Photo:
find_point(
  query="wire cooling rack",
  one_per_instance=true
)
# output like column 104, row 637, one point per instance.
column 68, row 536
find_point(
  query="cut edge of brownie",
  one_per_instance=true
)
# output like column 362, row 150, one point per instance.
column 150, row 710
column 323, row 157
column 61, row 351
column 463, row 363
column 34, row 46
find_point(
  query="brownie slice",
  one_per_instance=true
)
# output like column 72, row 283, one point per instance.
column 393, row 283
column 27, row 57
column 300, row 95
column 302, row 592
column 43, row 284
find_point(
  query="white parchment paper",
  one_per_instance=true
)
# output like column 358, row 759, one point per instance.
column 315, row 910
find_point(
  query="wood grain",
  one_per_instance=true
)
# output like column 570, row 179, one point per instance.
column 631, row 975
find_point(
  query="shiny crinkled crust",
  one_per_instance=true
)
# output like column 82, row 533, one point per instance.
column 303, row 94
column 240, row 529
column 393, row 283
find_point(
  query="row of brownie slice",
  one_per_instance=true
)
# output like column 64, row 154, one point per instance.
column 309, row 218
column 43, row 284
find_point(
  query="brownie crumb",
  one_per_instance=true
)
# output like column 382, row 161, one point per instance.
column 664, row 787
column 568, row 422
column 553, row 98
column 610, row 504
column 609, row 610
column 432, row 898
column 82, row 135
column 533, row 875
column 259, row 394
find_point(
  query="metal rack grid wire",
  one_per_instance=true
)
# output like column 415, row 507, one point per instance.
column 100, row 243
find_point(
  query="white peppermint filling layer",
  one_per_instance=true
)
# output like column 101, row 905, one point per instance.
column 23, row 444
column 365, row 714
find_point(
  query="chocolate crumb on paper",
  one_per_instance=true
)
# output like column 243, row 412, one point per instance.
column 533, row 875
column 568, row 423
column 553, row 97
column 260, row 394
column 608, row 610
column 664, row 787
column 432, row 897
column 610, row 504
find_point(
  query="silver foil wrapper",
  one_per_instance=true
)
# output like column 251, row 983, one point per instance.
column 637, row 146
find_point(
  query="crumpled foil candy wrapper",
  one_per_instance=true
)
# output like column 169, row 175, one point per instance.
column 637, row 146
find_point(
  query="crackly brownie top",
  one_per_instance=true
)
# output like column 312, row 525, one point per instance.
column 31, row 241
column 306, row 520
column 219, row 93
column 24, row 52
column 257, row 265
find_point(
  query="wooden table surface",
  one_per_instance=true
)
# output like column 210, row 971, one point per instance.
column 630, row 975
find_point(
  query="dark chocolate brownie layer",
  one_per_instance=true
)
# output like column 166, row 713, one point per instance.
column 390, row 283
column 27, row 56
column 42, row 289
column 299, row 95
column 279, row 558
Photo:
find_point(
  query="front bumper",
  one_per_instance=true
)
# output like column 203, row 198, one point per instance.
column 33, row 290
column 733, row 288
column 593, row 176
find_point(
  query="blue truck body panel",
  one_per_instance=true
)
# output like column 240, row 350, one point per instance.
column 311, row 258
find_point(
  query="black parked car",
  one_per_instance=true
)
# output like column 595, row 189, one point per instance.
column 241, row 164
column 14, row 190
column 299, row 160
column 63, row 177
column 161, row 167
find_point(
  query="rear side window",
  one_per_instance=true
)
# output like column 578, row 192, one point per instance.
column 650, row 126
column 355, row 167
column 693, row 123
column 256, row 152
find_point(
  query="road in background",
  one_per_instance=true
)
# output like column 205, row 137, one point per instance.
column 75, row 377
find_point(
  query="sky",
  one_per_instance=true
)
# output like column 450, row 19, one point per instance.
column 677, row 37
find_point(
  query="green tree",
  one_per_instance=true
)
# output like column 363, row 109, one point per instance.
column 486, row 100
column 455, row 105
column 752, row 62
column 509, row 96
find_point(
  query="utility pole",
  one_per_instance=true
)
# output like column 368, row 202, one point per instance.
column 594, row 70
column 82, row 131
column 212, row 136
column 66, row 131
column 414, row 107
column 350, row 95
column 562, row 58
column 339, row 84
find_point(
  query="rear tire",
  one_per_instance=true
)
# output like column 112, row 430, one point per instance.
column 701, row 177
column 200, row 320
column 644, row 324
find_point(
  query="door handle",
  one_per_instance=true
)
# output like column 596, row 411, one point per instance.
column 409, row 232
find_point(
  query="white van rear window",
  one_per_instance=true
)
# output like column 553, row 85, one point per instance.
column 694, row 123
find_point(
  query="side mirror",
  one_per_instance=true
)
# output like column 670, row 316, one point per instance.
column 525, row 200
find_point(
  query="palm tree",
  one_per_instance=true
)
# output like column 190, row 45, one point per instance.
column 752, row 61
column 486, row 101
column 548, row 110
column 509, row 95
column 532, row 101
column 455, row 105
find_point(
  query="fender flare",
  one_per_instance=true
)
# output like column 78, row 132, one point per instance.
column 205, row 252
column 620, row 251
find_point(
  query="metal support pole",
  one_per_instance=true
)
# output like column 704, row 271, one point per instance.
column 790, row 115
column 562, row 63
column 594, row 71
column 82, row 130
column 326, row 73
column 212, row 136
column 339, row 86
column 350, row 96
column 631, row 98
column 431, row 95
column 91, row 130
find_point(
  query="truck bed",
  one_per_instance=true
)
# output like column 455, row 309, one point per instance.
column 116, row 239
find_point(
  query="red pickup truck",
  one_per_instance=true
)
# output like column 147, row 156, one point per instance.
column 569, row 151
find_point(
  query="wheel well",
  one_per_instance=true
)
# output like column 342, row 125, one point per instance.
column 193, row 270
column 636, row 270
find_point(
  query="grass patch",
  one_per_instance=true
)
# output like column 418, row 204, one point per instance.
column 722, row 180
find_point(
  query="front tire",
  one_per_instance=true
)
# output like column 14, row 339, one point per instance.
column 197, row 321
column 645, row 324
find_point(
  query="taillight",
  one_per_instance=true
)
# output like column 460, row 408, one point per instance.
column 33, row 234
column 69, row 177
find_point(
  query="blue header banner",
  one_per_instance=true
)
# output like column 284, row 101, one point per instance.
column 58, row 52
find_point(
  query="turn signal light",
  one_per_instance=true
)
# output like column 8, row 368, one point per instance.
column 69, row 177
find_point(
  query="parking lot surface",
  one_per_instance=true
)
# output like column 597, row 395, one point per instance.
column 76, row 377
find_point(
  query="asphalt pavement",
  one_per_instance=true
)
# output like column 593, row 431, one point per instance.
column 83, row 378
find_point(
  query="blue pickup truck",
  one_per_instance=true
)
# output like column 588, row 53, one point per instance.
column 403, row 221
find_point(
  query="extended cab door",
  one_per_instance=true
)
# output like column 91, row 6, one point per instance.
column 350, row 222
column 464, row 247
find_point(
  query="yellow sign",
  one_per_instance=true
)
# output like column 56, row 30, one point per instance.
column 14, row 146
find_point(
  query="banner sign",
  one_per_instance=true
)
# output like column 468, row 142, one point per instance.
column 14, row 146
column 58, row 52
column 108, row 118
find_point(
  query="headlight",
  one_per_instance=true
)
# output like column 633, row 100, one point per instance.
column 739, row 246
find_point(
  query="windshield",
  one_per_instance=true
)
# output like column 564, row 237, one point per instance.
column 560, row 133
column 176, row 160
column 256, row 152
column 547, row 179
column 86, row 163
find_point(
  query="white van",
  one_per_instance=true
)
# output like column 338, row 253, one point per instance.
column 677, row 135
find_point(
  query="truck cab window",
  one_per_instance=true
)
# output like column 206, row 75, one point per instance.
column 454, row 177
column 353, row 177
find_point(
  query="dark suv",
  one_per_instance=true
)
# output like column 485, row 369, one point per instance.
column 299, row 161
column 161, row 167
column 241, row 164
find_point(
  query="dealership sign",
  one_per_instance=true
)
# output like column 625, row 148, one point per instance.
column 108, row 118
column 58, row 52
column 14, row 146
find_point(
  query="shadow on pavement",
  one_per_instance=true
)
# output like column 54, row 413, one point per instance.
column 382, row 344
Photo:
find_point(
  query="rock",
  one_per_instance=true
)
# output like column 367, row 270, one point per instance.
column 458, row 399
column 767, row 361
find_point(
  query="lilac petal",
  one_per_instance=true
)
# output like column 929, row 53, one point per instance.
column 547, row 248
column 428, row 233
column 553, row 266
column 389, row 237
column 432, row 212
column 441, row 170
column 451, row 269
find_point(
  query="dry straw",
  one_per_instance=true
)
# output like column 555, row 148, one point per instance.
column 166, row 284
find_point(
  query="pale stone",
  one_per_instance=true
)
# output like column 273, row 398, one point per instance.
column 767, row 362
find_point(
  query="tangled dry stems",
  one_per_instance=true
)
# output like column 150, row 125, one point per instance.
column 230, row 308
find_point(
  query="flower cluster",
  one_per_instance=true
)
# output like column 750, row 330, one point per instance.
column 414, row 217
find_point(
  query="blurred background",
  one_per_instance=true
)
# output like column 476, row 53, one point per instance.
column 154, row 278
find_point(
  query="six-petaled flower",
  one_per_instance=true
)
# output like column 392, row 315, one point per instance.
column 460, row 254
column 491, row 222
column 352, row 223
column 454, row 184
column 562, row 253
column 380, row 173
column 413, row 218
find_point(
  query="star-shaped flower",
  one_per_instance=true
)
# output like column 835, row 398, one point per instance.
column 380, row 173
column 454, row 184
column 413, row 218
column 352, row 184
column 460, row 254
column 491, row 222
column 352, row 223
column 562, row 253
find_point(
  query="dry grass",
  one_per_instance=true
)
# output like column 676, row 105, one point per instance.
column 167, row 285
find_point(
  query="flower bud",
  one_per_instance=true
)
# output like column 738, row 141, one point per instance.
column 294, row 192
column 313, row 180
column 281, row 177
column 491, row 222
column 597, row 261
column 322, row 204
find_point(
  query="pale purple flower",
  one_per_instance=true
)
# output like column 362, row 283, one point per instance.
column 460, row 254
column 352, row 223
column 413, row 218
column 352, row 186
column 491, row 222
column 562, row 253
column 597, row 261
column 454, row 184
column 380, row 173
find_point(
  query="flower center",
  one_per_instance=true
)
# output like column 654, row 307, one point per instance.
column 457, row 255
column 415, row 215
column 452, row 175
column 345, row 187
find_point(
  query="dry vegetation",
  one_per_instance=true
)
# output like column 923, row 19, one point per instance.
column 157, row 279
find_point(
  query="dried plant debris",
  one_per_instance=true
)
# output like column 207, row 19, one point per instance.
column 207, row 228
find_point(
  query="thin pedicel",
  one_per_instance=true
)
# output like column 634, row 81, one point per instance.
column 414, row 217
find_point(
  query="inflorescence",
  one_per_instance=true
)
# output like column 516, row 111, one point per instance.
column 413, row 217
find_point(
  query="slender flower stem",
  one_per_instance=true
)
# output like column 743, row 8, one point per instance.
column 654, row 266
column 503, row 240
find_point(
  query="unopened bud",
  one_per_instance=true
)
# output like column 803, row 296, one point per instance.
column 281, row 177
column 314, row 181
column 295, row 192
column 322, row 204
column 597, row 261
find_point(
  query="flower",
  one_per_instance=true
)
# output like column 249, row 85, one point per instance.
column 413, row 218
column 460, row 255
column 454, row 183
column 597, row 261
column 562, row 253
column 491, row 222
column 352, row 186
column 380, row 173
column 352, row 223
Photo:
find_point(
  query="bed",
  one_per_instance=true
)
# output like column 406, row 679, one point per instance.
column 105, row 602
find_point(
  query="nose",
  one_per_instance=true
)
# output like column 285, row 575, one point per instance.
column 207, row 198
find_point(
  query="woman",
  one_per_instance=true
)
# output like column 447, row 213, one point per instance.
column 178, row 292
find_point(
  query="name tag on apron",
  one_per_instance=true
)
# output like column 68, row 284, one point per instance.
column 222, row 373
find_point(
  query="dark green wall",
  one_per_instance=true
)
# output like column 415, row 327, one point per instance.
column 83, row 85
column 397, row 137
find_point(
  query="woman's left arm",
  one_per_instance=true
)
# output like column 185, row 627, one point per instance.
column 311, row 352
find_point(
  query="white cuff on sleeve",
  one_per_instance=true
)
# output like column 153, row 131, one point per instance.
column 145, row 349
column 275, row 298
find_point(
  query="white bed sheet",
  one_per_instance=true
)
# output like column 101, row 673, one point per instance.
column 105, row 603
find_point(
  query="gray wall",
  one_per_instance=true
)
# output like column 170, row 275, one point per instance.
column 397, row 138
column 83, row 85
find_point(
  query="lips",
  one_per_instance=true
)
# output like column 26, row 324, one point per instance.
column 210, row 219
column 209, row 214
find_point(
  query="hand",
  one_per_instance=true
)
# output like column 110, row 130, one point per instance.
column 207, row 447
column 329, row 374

### REQUEST
Count the lines in the material above that contain the string "banner". Reply with the number alone.

### ANSWER TO THE PROBLEM
2